> **Problem to work on**: Provide only the number of lines in the records where "blue" appears.

> **Extracted records**:
-*-

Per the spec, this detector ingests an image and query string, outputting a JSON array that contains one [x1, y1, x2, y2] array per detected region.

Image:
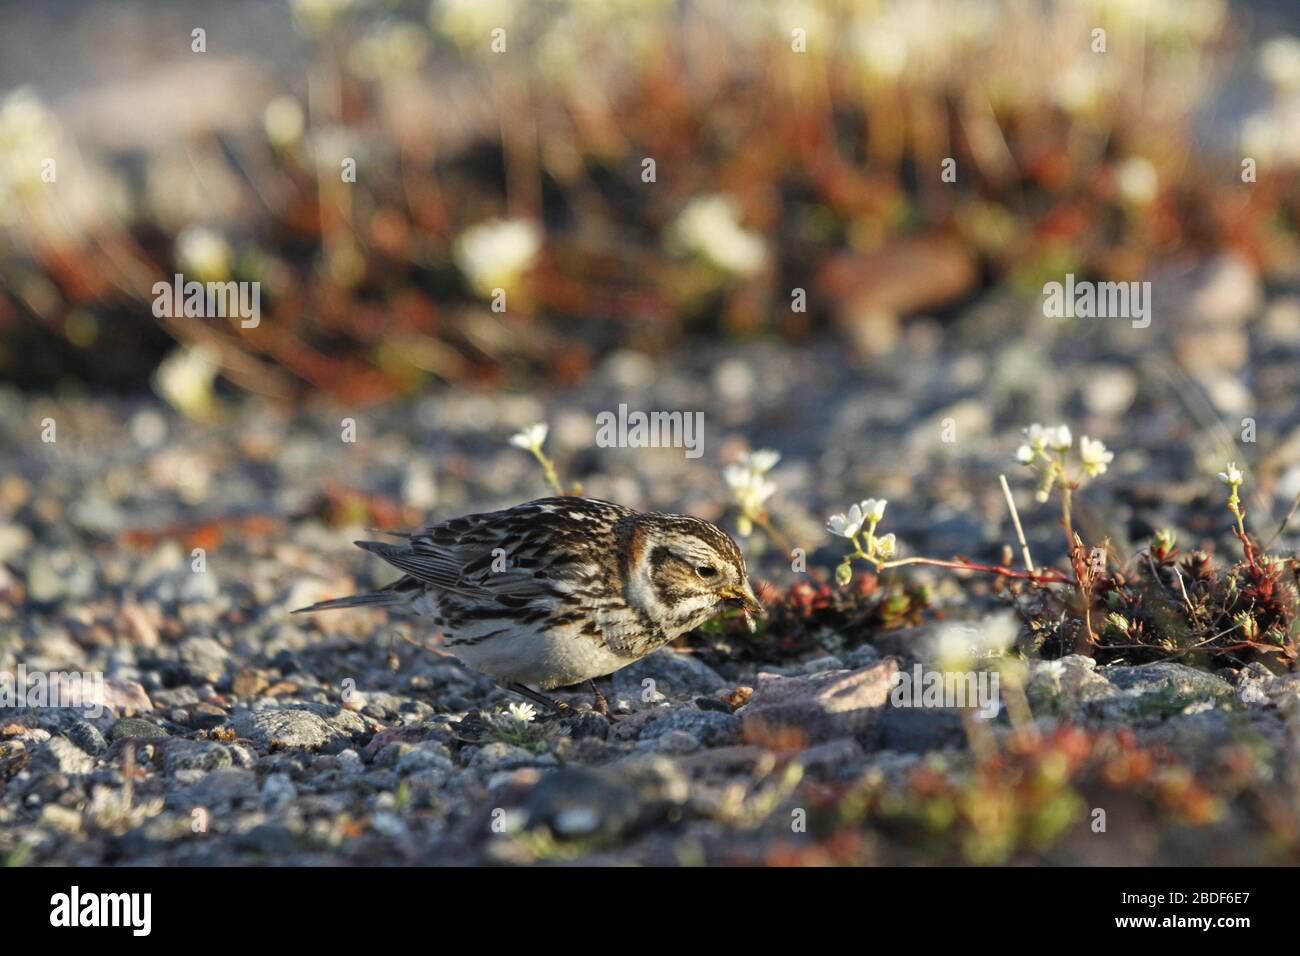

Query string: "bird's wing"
[[357, 498, 623, 601]]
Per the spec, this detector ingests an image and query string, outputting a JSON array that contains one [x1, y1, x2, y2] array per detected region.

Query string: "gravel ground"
[[4, 272, 1300, 865]]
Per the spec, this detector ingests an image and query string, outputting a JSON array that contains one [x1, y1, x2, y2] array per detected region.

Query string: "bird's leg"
[[506, 682, 573, 715], [587, 679, 611, 718]]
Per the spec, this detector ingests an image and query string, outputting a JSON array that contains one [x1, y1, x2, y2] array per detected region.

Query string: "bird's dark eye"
[[695, 565, 718, 579]]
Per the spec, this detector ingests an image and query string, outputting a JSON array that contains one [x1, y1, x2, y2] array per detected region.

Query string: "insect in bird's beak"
[[724, 584, 765, 634]]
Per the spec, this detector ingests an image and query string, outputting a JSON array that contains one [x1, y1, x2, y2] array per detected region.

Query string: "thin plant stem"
[[999, 473, 1035, 574], [531, 448, 564, 496]]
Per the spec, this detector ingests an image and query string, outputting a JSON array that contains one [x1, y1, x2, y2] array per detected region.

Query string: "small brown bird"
[[295, 497, 763, 714]]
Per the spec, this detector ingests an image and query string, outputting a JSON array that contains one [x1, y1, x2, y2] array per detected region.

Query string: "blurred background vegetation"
[[0, 0, 1297, 408]]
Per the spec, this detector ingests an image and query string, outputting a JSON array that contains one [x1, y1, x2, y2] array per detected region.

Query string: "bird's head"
[[620, 512, 764, 636]]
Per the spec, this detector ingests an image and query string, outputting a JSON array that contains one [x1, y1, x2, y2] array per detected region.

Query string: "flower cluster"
[[1217, 461, 1248, 542], [827, 498, 898, 584], [1015, 423, 1113, 503], [724, 449, 780, 537]]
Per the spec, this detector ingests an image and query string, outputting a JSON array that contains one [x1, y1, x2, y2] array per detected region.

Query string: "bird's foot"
[[588, 679, 612, 719], [506, 682, 573, 716]]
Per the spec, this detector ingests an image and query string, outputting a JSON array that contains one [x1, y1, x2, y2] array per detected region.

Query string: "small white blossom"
[[1218, 462, 1243, 485], [175, 225, 232, 282], [859, 498, 887, 524], [1022, 423, 1050, 452], [827, 503, 865, 539], [875, 533, 897, 560], [1039, 660, 1066, 681], [509, 422, 548, 452], [1079, 436, 1114, 477], [740, 449, 781, 475], [1259, 35, 1300, 91], [668, 194, 768, 276], [724, 464, 777, 516], [1047, 425, 1072, 452], [507, 701, 537, 724], [454, 218, 542, 298], [1015, 444, 1036, 465]]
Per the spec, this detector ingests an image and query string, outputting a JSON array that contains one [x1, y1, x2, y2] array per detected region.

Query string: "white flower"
[[0, 88, 59, 200], [1047, 425, 1072, 452], [152, 344, 221, 421], [509, 422, 548, 452], [264, 95, 305, 148], [1079, 436, 1114, 477], [1116, 157, 1158, 206], [725, 449, 780, 516], [724, 464, 777, 517], [507, 701, 537, 724], [1022, 423, 1050, 452], [175, 225, 231, 282], [1218, 462, 1243, 485], [434, 0, 523, 50], [859, 498, 887, 524], [875, 533, 897, 560], [1015, 444, 1036, 465], [1036, 660, 1067, 689], [668, 195, 768, 276], [1259, 36, 1300, 91], [454, 218, 542, 298], [740, 449, 781, 475], [827, 503, 865, 539]]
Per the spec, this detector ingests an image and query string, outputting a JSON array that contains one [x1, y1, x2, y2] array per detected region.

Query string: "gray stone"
[[637, 708, 741, 748], [1086, 663, 1234, 723], [1027, 655, 1120, 716], [108, 718, 170, 741], [259, 773, 298, 813], [178, 636, 230, 681], [612, 651, 727, 703], [163, 740, 234, 775], [166, 768, 258, 810], [66, 720, 107, 756], [843, 644, 883, 669], [231, 708, 340, 751], [25, 550, 96, 604], [523, 756, 689, 841], [865, 706, 966, 753], [37, 737, 94, 775], [650, 729, 701, 754], [1101, 662, 1234, 698], [740, 659, 899, 744], [396, 744, 456, 775], [468, 742, 557, 773]]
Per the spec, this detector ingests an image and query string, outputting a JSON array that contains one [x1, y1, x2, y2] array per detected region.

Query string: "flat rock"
[[108, 718, 170, 741], [612, 651, 728, 704], [739, 659, 899, 745], [522, 756, 689, 842], [231, 708, 339, 751]]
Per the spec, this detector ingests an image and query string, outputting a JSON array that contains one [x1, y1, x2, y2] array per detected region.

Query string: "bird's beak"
[[724, 582, 766, 633]]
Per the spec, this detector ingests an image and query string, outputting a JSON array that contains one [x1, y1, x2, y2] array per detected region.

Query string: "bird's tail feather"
[[292, 575, 421, 614]]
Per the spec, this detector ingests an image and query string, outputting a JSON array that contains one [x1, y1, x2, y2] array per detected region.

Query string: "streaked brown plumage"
[[295, 497, 762, 711]]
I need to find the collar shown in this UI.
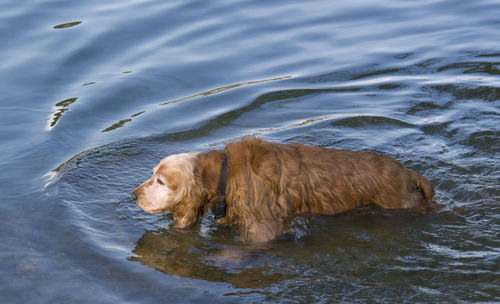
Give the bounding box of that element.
[214,151,228,220]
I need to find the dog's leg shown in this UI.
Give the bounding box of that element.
[243,220,284,243]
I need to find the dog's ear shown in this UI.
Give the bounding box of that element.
[173,190,204,229]
[173,149,226,228]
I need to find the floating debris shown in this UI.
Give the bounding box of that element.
[53,21,82,29]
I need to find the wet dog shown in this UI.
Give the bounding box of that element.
[132,137,437,242]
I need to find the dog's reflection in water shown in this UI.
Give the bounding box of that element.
[129,229,296,289]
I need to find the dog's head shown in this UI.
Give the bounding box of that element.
[131,151,224,228]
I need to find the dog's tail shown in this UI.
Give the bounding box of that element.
[406,169,440,213]
[411,170,438,208]
[417,173,435,201]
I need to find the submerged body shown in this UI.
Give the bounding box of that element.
[132,137,436,242]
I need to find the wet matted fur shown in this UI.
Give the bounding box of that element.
[132,137,437,242]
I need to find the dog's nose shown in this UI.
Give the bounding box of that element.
[131,191,138,201]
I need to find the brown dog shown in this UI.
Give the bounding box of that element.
[132,137,436,242]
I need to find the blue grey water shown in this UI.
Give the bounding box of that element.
[1,0,499,303]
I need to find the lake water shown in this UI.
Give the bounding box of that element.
[1,0,499,303]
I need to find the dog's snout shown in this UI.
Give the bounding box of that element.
[131,191,138,201]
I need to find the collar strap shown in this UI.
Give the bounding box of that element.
[214,151,228,220]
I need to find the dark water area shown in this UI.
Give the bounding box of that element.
[1,0,499,303]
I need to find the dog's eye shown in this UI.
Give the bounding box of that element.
[157,178,165,185]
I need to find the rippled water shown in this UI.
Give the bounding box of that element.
[1,0,499,303]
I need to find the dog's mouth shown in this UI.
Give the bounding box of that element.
[132,191,169,214]
[135,201,169,214]
[143,206,170,214]
[140,207,164,214]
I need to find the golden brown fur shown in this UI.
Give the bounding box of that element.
[132,137,437,242]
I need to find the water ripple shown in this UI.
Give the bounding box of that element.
[2,0,500,302]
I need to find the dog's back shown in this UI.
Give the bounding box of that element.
[227,137,436,215]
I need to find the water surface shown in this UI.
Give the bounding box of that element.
[1,0,499,303]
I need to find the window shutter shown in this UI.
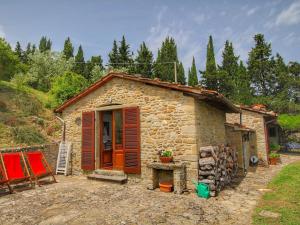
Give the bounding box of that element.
[81,111,95,171]
[123,107,141,174]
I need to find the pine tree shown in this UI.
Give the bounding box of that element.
[177,62,186,85]
[234,61,252,104]
[153,37,179,82]
[248,34,273,96]
[201,35,218,90]
[73,45,85,75]
[39,36,51,52]
[188,57,198,86]
[14,41,23,62]
[63,37,74,59]
[118,35,133,69]
[31,44,36,54]
[108,40,120,68]
[24,43,32,64]
[135,42,153,78]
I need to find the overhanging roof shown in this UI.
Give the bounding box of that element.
[54,72,240,113]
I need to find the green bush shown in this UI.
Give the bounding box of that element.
[269,152,280,158]
[11,126,46,144]
[51,71,88,106]
[278,114,300,131]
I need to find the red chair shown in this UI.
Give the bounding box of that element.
[25,151,56,186]
[1,152,33,192]
[0,154,13,193]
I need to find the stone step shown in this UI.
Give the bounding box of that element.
[94,169,126,177]
[87,174,127,184]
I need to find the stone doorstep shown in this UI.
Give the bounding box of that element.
[87,174,128,184]
[94,169,126,177]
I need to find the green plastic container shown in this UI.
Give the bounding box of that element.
[193,181,210,199]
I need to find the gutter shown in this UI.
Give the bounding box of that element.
[56,115,66,142]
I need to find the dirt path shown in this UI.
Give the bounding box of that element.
[0,154,299,225]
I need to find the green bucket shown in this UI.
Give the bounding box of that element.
[193,181,210,199]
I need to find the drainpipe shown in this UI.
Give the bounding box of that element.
[239,112,243,125]
[56,115,65,142]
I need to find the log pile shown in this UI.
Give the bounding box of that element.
[198,145,238,197]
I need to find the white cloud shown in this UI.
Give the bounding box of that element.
[247,7,258,16]
[276,1,300,26]
[192,13,206,25]
[0,25,5,38]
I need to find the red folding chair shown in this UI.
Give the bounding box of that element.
[0,153,13,193]
[24,151,56,186]
[1,152,33,192]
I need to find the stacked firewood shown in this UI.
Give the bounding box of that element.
[198,145,238,197]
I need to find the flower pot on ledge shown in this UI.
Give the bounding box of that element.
[160,156,173,163]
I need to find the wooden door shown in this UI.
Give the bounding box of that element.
[113,110,124,170]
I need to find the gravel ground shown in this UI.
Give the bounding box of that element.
[0,153,299,225]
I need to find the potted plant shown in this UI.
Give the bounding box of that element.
[269,152,280,165]
[158,149,173,163]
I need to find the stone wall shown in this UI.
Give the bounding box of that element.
[225,126,243,168]
[61,77,227,188]
[227,110,267,163]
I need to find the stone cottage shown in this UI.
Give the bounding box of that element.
[226,104,279,165]
[54,72,239,188]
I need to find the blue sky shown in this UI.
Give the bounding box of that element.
[0,0,299,72]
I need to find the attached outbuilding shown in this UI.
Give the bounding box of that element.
[55,72,239,188]
[226,104,279,165]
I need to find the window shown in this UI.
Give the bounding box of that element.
[115,110,123,145]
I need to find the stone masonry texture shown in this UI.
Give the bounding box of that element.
[61,77,227,188]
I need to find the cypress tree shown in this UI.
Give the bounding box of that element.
[248,34,273,96]
[153,37,179,82]
[233,61,252,104]
[188,57,198,86]
[24,43,32,64]
[201,35,218,90]
[73,45,85,75]
[108,40,120,68]
[177,62,186,85]
[135,42,153,78]
[118,35,133,69]
[63,37,74,59]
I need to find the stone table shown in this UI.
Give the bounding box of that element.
[146,161,186,194]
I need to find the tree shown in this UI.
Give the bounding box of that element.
[26,51,74,91]
[218,40,239,98]
[153,37,179,82]
[0,38,20,80]
[73,45,85,75]
[15,41,23,62]
[135,42,153,78]
[108,40,120,68]
[177,62,186,85]
[201,35,218,90]
[188,57,198,86]
[63,37,74,60]
[90,66,106,83]
[248,34,273,96]
[118,35,133,70]
[51,71,88,105]
[39,36,51,53]
[84,55,104,81]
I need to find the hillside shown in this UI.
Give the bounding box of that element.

-*-

> **Finished task**: 2